▶ **Written request**: Rewrite every line of the records below as one numbered list, omitting blank lines and leaving out the pictures.

▶ **Supplied records**:

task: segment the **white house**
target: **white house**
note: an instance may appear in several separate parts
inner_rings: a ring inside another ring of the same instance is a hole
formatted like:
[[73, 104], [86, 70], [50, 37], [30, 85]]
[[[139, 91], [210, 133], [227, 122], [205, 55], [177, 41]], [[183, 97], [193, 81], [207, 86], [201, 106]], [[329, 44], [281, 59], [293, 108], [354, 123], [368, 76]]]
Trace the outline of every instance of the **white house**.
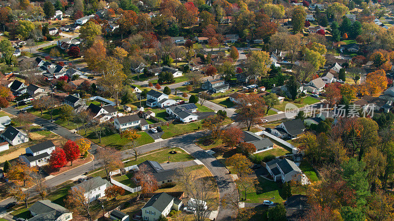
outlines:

▶ **Full solution**:
1. task: segment the **white house**
2. target: **white house**
3. note: an instance may appear in several separate parts
4. inner_rings: a ring inside another ring of the same instance is a hole
5. formatted like:
6. [[73, 104], [86, 70], [50, 37], [30, 85]]
7. [[[139, 91], [210, 133], [227, 122], [205, 55], [177, 41]], [[183, 97], [193, 81], [207, 86], [201, 106]], [[329, 44], [281, 59], [293, 108], [354, 123], [368, 76]]]
8. Trace the outline of every instance of the **white house**.
9. outlines:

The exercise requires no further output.